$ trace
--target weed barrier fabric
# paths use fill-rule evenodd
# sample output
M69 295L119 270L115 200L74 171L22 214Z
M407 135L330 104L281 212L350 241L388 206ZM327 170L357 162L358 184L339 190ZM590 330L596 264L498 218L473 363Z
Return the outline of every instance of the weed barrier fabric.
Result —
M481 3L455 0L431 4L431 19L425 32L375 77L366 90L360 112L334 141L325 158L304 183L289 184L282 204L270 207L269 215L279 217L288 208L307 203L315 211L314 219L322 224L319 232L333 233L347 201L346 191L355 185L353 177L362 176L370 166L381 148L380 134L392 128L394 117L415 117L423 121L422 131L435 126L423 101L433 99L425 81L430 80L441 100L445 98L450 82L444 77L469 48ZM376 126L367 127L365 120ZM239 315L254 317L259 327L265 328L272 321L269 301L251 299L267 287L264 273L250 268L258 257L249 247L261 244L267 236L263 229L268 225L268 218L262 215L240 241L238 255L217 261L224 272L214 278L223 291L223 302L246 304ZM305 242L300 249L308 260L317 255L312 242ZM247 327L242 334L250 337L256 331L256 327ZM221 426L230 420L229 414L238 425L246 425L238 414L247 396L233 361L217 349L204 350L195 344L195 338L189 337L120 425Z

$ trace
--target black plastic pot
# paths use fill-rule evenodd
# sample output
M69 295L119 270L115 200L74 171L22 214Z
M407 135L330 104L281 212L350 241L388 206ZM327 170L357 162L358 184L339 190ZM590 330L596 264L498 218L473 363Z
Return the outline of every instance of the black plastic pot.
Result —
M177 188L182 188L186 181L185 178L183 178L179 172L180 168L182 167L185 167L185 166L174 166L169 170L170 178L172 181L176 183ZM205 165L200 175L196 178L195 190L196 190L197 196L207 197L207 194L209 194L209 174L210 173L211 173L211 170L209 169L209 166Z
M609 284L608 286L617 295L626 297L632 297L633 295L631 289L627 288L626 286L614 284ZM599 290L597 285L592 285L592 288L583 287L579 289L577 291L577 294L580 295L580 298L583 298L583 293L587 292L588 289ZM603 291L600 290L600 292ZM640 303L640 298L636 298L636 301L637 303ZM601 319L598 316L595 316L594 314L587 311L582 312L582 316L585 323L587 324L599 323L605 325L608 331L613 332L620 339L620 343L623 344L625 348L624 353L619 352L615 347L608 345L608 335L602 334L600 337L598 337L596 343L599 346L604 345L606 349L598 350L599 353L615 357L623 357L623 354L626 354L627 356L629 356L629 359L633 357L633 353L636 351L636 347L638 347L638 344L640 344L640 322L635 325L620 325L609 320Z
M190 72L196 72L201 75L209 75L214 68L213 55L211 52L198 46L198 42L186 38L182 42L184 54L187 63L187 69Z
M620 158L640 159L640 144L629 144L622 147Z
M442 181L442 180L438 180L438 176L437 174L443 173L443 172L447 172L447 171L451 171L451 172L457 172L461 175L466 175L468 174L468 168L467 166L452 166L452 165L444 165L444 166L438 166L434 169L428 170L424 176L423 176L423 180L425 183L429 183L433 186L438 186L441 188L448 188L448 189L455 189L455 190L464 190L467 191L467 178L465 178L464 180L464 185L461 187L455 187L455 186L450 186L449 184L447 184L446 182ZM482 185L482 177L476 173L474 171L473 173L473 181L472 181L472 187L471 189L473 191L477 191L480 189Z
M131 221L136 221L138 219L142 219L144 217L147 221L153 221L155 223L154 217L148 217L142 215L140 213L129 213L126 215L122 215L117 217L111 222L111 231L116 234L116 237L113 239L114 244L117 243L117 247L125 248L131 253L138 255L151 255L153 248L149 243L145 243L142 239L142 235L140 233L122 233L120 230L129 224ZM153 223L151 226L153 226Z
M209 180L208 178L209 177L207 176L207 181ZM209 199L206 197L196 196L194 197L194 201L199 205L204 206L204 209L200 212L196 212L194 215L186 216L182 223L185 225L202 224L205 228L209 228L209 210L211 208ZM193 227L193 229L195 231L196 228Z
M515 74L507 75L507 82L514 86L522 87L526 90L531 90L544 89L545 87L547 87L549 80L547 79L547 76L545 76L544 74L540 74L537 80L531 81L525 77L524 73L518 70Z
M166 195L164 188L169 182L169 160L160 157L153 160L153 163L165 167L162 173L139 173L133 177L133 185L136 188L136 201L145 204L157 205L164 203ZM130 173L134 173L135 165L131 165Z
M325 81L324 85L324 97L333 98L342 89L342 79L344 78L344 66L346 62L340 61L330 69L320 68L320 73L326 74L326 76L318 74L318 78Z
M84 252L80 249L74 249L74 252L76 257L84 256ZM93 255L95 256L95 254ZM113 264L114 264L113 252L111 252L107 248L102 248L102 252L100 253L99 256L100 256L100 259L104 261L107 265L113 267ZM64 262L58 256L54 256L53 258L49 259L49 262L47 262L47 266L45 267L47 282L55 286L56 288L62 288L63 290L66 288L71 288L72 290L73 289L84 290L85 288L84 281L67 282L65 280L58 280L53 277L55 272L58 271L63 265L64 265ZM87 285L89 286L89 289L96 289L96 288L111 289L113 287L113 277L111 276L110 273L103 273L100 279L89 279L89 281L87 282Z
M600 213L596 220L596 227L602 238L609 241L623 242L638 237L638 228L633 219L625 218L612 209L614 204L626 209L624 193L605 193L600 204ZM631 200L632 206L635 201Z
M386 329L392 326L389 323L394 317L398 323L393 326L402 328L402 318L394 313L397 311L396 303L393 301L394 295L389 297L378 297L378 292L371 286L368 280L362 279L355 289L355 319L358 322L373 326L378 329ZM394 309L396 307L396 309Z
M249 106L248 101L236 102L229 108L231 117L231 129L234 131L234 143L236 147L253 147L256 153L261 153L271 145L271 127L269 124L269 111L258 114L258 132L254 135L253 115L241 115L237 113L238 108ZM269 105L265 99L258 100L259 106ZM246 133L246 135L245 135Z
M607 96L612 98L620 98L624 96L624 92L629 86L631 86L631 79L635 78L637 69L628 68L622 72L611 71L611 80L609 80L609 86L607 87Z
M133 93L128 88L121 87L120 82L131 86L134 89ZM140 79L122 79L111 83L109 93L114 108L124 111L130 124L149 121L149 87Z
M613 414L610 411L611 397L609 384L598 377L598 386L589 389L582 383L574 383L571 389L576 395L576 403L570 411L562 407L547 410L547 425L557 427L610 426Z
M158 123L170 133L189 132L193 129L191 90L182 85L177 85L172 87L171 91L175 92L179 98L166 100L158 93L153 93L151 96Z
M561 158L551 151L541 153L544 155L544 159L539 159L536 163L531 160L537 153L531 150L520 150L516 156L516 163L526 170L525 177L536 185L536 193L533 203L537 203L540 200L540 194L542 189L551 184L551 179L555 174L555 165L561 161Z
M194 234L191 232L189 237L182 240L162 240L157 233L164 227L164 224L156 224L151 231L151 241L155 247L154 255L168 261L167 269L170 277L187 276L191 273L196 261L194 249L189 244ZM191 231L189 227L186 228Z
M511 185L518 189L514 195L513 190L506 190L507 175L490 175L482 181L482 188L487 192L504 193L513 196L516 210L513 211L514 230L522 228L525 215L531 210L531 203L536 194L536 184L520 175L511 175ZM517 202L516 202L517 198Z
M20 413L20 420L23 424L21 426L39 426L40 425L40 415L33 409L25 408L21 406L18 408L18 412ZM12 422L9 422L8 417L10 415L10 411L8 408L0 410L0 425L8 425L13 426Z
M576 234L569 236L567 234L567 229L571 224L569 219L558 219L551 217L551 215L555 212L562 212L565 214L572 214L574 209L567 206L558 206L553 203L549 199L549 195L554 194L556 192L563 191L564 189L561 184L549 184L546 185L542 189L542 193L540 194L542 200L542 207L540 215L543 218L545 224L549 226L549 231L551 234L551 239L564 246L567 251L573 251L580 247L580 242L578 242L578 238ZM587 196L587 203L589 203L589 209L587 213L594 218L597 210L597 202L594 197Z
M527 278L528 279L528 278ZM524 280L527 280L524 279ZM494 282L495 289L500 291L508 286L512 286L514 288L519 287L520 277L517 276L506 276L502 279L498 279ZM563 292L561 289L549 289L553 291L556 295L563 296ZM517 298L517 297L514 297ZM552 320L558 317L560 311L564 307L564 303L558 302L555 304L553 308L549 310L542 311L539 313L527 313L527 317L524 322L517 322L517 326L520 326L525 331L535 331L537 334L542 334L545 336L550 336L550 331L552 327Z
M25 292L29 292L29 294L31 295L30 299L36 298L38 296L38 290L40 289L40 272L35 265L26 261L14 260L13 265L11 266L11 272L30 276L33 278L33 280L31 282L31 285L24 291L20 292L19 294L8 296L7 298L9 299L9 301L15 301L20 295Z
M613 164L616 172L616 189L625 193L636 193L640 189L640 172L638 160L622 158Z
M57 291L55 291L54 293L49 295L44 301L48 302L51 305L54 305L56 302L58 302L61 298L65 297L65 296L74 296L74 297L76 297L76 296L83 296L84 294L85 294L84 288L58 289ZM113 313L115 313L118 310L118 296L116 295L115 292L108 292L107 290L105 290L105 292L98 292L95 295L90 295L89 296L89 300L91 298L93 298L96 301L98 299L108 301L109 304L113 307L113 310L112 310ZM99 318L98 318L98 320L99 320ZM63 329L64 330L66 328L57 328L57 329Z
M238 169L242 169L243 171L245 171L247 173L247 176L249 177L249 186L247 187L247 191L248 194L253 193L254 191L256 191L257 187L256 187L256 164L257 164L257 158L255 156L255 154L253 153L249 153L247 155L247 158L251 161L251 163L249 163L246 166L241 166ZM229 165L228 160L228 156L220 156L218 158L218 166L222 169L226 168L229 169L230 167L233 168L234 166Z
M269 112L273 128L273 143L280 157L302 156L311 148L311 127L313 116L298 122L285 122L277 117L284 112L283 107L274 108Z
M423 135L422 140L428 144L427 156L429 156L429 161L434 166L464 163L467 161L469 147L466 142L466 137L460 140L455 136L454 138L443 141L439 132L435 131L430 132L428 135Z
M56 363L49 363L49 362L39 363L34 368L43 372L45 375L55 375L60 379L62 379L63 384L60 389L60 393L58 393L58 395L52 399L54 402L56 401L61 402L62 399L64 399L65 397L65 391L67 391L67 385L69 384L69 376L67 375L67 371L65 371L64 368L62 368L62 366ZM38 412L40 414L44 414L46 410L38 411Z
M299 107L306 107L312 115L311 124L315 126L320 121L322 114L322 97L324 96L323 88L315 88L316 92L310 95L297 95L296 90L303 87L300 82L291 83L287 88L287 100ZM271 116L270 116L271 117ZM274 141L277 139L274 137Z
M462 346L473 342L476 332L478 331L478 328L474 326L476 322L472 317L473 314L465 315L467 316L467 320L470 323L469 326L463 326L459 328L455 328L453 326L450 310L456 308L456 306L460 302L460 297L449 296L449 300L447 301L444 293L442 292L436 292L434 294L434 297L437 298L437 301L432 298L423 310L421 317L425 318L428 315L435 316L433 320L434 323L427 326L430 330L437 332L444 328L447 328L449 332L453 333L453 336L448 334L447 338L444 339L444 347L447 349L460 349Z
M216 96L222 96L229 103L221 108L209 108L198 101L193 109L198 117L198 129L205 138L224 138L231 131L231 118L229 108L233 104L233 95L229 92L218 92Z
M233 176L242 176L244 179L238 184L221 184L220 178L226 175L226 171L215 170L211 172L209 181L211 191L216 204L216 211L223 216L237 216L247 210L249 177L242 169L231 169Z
——
# [TASK INSTRUCTIONS]
Lines in the data that include the word "Return" should all be copied.

# [ANSWER FOR THIS EXERCISE]
Return the outline of every instance of the weed barrier fabric.
Return the outline of every instance of the black plastic pot.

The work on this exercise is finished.